▶ _EXERCISE_:
Extract every line of the rows below that contains the string "handle", and reproduce each such line unchanged.

▶ _DATA EXCERPTS_:
►
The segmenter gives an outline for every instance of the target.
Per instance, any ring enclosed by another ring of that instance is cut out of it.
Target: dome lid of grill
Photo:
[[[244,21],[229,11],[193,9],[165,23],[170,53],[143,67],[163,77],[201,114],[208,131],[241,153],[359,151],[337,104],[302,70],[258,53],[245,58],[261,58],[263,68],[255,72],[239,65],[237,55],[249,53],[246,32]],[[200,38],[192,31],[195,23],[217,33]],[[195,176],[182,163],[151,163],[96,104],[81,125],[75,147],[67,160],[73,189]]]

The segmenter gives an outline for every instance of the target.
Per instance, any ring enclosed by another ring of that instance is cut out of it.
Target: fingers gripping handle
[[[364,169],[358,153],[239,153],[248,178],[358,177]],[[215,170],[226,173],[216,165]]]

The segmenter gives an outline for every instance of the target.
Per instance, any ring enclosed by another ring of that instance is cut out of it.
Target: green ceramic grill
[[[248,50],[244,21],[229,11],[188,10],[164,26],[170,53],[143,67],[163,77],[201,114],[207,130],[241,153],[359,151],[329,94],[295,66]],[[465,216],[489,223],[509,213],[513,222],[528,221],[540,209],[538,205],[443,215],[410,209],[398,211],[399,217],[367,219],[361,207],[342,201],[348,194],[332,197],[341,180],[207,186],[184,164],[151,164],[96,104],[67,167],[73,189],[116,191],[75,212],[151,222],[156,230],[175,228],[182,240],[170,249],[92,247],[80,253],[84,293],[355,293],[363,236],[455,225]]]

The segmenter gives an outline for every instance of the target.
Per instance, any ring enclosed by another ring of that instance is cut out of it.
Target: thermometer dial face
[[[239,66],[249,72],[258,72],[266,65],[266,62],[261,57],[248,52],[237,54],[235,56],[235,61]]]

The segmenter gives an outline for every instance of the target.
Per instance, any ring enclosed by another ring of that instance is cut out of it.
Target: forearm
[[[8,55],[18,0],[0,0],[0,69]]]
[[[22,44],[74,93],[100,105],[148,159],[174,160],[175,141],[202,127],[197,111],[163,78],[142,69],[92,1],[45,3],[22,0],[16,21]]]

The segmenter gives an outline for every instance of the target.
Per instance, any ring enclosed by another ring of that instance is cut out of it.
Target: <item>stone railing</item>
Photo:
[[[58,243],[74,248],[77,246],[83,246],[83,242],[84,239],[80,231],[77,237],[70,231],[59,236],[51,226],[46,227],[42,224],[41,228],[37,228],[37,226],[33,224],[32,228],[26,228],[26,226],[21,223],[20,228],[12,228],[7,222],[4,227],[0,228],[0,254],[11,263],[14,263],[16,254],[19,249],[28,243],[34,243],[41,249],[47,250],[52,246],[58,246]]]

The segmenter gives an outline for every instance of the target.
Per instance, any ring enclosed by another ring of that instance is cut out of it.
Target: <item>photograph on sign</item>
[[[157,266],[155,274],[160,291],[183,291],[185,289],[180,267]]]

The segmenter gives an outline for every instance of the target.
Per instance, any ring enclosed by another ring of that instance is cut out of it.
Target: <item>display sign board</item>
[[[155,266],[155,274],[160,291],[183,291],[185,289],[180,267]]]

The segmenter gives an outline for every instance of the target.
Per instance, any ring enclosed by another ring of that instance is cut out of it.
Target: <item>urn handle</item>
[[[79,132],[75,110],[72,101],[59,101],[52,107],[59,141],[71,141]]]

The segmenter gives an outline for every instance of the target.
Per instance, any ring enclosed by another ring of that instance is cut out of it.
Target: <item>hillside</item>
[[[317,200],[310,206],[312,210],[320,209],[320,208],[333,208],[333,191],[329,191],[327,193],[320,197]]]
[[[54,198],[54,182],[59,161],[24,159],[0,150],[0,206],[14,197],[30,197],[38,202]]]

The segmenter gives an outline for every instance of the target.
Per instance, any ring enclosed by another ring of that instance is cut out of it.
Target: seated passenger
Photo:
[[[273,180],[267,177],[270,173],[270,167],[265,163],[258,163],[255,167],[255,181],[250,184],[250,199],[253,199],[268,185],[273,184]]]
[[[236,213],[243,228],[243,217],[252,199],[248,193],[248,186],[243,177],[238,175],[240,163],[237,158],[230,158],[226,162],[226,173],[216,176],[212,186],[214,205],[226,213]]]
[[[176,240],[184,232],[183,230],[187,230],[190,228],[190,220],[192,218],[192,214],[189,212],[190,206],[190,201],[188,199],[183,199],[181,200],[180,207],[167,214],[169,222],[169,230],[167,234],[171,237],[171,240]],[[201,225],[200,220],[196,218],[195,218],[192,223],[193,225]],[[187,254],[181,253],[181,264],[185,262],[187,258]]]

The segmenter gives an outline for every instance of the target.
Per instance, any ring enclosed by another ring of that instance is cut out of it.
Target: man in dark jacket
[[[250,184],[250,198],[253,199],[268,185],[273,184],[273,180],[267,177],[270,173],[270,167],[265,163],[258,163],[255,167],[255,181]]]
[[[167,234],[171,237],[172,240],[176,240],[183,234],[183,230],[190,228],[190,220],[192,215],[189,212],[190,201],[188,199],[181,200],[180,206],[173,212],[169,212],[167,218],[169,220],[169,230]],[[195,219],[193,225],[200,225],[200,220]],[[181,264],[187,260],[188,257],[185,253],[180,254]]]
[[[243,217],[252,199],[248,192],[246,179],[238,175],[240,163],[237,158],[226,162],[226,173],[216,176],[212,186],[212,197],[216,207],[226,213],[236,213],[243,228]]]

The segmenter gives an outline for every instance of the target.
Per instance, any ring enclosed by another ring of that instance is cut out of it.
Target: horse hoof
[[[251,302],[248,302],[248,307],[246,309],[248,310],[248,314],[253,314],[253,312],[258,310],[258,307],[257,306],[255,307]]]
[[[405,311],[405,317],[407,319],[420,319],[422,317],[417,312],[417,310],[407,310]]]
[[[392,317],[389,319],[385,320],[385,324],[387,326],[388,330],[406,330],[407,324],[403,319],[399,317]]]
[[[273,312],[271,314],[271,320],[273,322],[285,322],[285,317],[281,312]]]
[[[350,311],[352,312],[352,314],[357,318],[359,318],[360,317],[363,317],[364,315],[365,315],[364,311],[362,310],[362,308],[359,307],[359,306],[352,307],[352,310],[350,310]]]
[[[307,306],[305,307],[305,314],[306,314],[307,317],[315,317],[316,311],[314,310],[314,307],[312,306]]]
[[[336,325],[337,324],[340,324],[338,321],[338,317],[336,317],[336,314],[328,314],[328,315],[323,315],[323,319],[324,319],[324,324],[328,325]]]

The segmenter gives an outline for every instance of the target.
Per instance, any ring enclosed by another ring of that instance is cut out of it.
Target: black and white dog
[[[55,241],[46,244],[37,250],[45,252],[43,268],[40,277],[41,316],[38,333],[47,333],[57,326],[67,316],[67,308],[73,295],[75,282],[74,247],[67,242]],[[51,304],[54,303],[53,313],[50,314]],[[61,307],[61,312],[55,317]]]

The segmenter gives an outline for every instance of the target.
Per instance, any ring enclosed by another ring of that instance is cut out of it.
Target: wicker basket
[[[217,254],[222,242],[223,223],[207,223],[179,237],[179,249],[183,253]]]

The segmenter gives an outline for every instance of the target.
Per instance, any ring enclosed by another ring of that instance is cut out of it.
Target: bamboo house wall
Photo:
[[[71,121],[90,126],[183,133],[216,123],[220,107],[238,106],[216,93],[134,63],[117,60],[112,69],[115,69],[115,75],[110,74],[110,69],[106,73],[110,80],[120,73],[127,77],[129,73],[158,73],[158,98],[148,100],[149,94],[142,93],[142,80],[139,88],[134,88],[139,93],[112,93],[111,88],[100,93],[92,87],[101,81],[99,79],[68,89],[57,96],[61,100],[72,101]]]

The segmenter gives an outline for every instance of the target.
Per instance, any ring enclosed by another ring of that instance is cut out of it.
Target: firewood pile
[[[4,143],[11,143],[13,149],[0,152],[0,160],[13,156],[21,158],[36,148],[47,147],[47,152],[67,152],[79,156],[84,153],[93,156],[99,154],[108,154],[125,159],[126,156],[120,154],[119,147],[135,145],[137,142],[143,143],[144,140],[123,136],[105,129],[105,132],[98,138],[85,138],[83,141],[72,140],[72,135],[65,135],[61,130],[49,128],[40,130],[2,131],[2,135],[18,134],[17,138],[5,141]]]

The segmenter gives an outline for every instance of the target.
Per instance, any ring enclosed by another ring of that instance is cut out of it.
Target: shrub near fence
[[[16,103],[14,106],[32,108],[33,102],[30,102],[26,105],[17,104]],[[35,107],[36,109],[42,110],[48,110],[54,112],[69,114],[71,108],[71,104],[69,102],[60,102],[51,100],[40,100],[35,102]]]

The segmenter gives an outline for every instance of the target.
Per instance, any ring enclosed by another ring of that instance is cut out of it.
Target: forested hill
◄
▶ _TASK RESPONSE_:
Target: fingers gripping handle
Target: <item>urn handle</item>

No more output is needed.